[TASK REQUIREMENTS]
Turn the data below into a numbered list, leaving out any blank lines.

===== GIVEN RECORDS

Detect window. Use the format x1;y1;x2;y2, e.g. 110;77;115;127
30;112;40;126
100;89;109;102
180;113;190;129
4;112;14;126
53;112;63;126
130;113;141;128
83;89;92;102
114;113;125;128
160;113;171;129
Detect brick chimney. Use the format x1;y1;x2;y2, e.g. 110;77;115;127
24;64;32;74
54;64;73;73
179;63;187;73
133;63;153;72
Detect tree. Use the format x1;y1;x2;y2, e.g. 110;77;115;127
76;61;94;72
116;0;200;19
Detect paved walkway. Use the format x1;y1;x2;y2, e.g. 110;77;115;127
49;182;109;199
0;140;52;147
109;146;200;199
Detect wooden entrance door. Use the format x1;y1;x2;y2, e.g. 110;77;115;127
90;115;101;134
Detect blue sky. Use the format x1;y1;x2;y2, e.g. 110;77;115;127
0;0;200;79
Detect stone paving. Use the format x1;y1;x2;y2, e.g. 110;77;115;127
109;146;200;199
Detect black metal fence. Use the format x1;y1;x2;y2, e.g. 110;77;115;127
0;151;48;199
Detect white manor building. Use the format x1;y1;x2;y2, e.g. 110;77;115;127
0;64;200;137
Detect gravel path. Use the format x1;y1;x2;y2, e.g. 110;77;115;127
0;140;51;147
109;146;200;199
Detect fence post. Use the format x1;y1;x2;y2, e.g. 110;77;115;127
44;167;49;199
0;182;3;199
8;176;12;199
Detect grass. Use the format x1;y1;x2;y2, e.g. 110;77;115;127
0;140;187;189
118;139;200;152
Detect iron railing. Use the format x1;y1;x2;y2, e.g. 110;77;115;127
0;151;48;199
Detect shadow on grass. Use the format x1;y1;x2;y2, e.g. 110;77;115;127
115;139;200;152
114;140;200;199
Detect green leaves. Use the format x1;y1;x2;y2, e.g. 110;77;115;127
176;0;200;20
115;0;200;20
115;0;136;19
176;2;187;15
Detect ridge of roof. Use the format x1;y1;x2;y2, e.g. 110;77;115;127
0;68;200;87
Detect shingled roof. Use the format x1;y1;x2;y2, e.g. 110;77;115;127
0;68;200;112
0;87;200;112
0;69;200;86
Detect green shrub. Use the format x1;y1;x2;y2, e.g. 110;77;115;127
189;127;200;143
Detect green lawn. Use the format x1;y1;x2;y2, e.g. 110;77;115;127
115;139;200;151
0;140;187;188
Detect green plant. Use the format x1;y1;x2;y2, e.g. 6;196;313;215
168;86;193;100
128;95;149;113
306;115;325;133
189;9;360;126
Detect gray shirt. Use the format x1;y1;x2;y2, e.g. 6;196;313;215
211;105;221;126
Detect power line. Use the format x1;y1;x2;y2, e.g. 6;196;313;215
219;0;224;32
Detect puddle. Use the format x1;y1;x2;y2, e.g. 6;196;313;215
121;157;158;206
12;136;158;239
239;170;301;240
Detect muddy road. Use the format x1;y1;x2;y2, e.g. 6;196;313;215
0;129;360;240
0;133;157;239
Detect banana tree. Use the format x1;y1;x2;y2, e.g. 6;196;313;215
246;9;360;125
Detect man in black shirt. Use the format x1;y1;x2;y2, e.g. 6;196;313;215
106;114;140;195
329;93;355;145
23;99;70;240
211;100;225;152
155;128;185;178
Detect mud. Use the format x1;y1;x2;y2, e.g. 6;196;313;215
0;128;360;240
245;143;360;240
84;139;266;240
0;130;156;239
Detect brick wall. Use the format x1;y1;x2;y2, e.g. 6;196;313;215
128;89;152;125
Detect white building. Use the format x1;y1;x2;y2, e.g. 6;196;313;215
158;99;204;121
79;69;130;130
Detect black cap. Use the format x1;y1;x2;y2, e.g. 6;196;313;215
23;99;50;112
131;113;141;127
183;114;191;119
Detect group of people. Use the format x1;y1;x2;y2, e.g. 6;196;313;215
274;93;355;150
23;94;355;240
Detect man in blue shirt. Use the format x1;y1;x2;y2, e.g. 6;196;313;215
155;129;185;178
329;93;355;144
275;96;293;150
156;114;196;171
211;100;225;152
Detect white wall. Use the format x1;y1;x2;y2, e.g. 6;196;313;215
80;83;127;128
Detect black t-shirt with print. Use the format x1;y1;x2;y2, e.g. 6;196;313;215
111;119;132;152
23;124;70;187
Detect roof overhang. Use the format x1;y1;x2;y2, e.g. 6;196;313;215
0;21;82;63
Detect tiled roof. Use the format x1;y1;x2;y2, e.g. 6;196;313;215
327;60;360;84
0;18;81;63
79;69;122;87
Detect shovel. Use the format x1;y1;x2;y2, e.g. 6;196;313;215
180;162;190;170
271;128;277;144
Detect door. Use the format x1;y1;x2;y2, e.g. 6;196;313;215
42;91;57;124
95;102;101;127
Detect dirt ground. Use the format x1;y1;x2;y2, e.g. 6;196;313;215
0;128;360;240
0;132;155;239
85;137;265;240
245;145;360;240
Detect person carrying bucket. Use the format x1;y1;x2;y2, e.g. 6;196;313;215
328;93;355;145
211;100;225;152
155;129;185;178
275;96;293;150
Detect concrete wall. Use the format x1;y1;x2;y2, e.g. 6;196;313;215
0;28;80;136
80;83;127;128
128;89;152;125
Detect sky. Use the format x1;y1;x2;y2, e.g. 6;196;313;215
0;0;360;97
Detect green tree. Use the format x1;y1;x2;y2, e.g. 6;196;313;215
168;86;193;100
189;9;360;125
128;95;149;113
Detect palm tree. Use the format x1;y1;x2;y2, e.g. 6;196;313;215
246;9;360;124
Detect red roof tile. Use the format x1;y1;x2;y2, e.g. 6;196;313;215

==========

[WRITTEN SOLUTION]
1. Detect window. Use the format x1;y1;x2;y2, e.g. 110;77;115;127
2. 30;112;40;126
3. 100;89;109;102
4. 180;113;190;129
5. 4;112;14;126
6. 53;112;63;126
7. 130;113;141;128
8. 83;89;92;102
9. 114;113;125;128
10. 160;113;171;129
11. Detect brick chimney. Use the format x1;y1;x2;y2, e.g. 110;77;115;127
12. 24;64;32;74
13. 54;64;73;73
14. 179;63;187;73
15. 133;63;153;72
16. Detect tree. Use the format x1;y1;x2;y2, e.g. 110;77;115;127
17. 76;61;94;72
18. 116;0;200;19
19. Detect paved walkway. Use the format x1;y1;x2;y2, e.g. 110;77;115;127
20. 49;182;109;199
21. 0;140;52;147
22. 109;146;200;199
23. Detect wooden entrance door. Use the format x1;y1;x2;y2, e.g. 110;77;115;127
24. 90;115;101;134
25. Detect blue sky. Use the format x1;y1;x2;y2, e.g. 110;77;115;127
26. 0;0;200;79
27. Detect stone paving. Use the format x1;y1;x2;y2, e.g. 110;77;115;127
28. 109;146;200;199
29. Detect black metal fence. Use the format x1;y1;x2;y2, e.g. 110;77;115;127
30. 0;151;48;199
31. Detect white manor building. Use the format x1;y1;x2;y2, e.g. 110;77;115;127
32. 0;64;200;137
33. Detect gravel path. Use the format x1;y1;x2;y2, e.g. 110;77;115;127
34. 0;140;51;147
35. 109;146;200;199
36. Detect fence post. Use the format x1;y1;x2;y2, e.g. 110;77;115;127
37. 44;167;49;199
38. 0;182;3;199
39. 8;176;12;199
40. Detect grass. Use the format x1;y1;x2;y2, e.g. 110;77;115;127
41. 0;140;187;189
42. 118;139;200;152
43. Detect iron railing. Use the format x1;y1;x2;y2, e.g. 110;77;115;127
44. 0;151;48;199
45. Detect shadow on grass. Use the format x1;y1;x2;y2, e.g. 110;77;115;127
46. 115;139;200;152
47. 114;140;200;199
48. Detect green leaves. Use the format x1;y1;x2;y2, e.g. 110;77;115;127
49. 176;0;200;20
50. 115;0;200;20
51. 115;0;136;19
52. 176;2;187;15
53. Detect ridge of roof. Use the format x1;y1;x2;y2, e.g. 110;77;115;127
54. 0;68;200;87
55. Detect shingled roof. Use the format x1;y1;x2;y2, e.g. 110;77;115;127
56. 0;68;200;112
57. 0;87;200;112
58. 0;69;200;86
59. Detect green shrub. Use the format x1;y1;x2;y2, e.g. 110;77;115;127
60. 189;127;200;143
61. Detect green lawn. Use the format x1;y1;x2;y2, e.g. 110;77;115;127
62. 115;139;200;151
63. 0;140;187;188
64. Detect green plant. Use the format x1;y1;x2;y2, e.g. 6;196;313;215
65. 168;86;193;100
66. 128;95;149;113
67. 306;115;325;133
68. 189;9;360;126
69. Detect gray shirt. Use the format x1;y1;x2;y2, e.g. 6;196;313;215
70. 211;105;221;126
71. Detect power line. Use the format x1;y1;x2;y2, e.g. 6;196;313;215
72. 219;0;224;32
73. Detect puddle. Use the format x1;y1;x2;y2, e.g. 6;196;313;215
74. 121;157;158;206
75. 12;136;158;239
76. 239;170;301;240
77. Detect muddy road. Use the format x1;y1;x2;y2, e.g. 6;196;313;215
78. 0;129;360;240
79. 0;133;157;239
80. Detect banana tree. Use the format x1;y1;x2;y2, e.g. 6;196;313;215
81. 246;9;360;125
82. Detect man in black shirt. Use the format x1;y1;x2;y2, e.g. 6;196;313;215
83. 106;114;140;195
84. 329;93;355;145
85. 23;99;70;240
86. 211;100;225;152
87. 155;128;185;178
88. Detect mud. Use the format x1;y1;x2;y2, e.g. 6;196;313;215
89. 0;128;360;240
90. 245;143;360;240
91. 84;139;266;240
92. 0;130;156;239
93. Detect brick wall. Use the format x1;y1;x2;y2, e.g. 6;196;313;215
94. 128;89;152;125
95. Detect white building. Use the format x1;y1;x2;y2, e.g. 6;196;313;215
96. 158;99;204;121
97. 79;69;130;130
98. Detect black cap. Use the format x1;y1;x2;y2, e.g. 6;196;313;215
99. 23;99;50;112
100. 131;113;141;127
101. 183;114;191;119
102. Detect group of people. Use the format x1;y1;x2;y2, e.g. 6;196;313;215
103. 274;93;355;150
104. 23;94;355;240
105. Detect man in blue shirt. Use the format x1;y1;x2;y2, e.g. 6;196;313;215
106. 155;129;185;178
107. 329;93;355;144
108. 275;96;293;150
109. 156;114;196;171
110. 211;100;225;152
111. Detect white wall. Use the format x1;y1;x2;y2, e.g. 6;196;313;215
112. 80;83;127;128
113. Detect black t-shirt with print. Use the format x1;y1;x2;y2, e.g. 6;196;313;215
114. 111;119;132;152
115. 23;124;70;187
116. Detect roof overhang. Use the format x1;y1;x2;y2, e.g. 6;196;313;215
117. 0;21;82;63
118. Detect tiled roof. Use the format x1;y1;x2;y2, e.g. 6;196;313;215
119. 327;60;360;84
120. 0;18;81;63
121. 79;69;122;87
122. Detect shovel. Use the format x1;y1;x2;y2, e.g. 6;196;313;215
123. 180;162;190;170
124. 271;128;277;144
125. Detect door. Use the format x1;y1;x2;y2, e.g. 6;196;313;215
126. 42;91;57;124
127. 95;102;101;127
128. Detect dirt ground. Use the format x1;y1;x2;y2, e.g. 6;196;313;215
129. 0;128;360;240
130. 0;132;155;239
131. 85;137;265;240
132. 245;145;360;240
133. Detect person carrying bucket. Use the format x1;y1;x2;y2, e.g. 6;196;313;215
134. 328;93;355;145
135. 211;100;225;152
136. 155;129;185;178
137. 275;96;293;150
138. Detect concrete wall. Use the format x1;y1;x2;y2, e.g. 6;196;313;215
139. 0;28;80;136
140. 80;83;127;128
141. 128;89;152;125
142. Detect sky. Use the format x1;y1;x2;y2, e.g. 6;196;313;215
143. 0;0;360;97
144. Detect green tree. Use the format x1;y1;x2;y2, e.g. 6;196;313;215
145. 168;86;193;100
146. 189;9;360;125
147. 128;95;149;113
148. Detect palm tree. Use the format x1;y1;x2;y2, e.g. 6;196;313;215
149. 246;9;360;124
150. Detect red roof tile. Use the format x1;y1;x2;y2, e.g. 6;196;313;215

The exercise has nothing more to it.